*Task description:*
Count the lines in the records below that contain the string "roof", treating uppercase and lowercase as different. Reply with the number alone.

## start Stored data

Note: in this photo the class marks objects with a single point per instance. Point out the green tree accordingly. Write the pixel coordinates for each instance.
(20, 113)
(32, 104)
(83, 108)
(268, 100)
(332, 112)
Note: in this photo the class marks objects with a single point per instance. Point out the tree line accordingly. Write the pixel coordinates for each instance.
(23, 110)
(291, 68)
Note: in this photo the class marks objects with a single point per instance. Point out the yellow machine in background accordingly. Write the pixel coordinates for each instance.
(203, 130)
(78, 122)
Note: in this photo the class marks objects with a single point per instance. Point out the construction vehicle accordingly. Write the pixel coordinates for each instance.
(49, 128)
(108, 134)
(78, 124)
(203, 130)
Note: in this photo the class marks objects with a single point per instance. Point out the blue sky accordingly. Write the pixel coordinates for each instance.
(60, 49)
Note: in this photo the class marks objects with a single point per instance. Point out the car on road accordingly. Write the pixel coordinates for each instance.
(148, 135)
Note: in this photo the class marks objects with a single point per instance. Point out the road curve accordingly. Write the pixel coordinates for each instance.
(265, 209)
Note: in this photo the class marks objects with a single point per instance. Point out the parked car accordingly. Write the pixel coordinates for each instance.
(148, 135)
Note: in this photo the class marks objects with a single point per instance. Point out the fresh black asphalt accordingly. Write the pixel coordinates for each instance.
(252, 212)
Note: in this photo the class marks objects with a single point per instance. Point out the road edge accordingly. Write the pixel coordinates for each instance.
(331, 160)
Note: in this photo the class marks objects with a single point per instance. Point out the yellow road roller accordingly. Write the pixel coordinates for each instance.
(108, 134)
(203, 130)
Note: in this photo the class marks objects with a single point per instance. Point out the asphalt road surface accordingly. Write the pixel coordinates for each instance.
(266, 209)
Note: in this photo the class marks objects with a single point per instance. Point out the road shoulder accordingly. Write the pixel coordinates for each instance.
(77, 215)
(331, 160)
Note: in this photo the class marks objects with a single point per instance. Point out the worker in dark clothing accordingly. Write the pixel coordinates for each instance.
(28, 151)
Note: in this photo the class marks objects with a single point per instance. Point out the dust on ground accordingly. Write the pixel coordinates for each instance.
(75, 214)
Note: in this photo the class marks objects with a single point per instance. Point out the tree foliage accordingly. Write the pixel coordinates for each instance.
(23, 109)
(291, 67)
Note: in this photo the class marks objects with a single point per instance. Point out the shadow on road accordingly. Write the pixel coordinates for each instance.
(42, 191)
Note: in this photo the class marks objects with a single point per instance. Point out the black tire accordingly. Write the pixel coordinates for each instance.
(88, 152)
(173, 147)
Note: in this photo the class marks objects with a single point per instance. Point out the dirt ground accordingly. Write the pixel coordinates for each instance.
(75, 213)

## end Stored data
## start Stored data

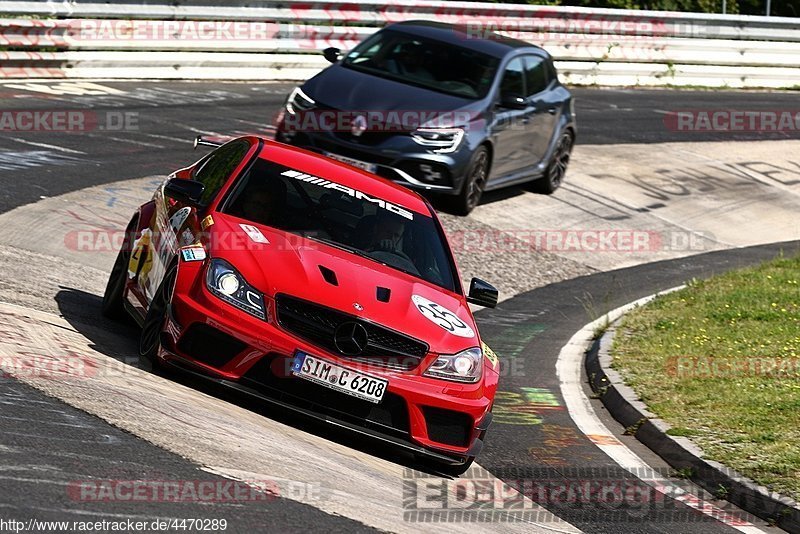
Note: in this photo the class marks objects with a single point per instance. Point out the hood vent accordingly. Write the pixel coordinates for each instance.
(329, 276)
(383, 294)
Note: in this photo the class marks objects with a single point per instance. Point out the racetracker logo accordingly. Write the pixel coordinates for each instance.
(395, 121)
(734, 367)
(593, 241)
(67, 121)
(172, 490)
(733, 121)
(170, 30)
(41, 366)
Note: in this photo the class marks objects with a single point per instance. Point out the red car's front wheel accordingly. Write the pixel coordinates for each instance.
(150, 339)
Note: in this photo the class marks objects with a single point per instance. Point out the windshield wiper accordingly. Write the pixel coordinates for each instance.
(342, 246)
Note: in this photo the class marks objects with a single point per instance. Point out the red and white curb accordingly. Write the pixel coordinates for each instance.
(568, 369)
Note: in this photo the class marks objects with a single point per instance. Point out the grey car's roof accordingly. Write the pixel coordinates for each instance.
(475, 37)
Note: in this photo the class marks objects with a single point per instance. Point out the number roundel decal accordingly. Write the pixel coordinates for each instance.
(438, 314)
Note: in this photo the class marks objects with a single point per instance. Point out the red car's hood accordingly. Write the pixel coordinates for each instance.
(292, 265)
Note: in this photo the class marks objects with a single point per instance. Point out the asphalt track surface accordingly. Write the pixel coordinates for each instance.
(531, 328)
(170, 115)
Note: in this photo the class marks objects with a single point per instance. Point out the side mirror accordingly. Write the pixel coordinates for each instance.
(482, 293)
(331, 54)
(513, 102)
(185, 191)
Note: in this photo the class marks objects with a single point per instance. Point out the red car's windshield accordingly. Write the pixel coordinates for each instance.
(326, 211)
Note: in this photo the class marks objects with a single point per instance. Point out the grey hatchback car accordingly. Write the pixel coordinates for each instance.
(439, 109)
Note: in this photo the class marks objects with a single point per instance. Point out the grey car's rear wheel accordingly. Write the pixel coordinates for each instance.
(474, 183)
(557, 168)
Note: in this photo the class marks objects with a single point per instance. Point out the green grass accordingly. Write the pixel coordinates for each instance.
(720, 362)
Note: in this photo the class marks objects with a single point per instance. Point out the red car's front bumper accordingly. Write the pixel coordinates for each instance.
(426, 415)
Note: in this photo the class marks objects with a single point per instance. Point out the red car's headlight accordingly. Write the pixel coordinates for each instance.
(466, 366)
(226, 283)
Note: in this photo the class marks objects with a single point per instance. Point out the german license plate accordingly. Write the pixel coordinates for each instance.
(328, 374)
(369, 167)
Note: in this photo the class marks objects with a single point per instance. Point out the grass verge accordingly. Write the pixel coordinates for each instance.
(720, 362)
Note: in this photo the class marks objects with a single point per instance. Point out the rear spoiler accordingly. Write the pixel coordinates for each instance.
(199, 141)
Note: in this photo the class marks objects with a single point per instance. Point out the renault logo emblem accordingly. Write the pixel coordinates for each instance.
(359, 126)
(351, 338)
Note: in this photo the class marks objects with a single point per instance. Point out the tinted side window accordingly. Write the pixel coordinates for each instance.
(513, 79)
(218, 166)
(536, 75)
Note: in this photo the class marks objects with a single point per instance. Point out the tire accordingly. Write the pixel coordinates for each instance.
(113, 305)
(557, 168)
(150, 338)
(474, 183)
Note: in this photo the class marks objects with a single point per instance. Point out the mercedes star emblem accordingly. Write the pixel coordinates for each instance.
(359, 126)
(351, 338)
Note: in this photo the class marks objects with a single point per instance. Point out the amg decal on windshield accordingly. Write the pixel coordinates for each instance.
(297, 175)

## end Stored data
## start Stored data

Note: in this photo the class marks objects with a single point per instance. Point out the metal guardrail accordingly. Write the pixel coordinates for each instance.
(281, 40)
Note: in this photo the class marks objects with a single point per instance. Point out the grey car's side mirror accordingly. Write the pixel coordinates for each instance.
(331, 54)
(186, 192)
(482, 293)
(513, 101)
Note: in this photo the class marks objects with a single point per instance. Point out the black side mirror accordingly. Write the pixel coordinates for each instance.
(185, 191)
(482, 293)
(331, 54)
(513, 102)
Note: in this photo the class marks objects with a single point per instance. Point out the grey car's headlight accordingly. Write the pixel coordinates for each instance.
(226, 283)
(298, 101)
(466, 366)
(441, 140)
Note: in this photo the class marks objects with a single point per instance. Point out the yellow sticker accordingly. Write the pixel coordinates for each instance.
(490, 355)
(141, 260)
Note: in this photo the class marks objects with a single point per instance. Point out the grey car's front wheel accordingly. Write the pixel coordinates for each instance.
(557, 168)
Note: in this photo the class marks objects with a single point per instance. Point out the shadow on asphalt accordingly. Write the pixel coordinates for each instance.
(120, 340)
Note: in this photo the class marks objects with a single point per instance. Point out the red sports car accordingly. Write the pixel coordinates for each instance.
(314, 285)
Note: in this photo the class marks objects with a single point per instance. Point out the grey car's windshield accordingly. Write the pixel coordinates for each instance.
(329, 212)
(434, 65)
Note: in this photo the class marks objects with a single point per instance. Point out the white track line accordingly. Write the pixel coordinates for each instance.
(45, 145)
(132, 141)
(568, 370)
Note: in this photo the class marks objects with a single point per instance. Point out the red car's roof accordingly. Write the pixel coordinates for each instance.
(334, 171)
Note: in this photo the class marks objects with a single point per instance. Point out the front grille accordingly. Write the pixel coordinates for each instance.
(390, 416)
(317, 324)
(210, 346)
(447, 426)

## end Stored data

*Correct result:*
2